Start of Dataset

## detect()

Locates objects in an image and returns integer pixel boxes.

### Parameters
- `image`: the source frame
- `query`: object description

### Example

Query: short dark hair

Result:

End of Dataset

= Brief =
Pull out every line of the items above that contains the string "image", matching case exactly.

= Right answer =
Locates objects in an image and returns integer pixel boxes.
- `image`: the source frame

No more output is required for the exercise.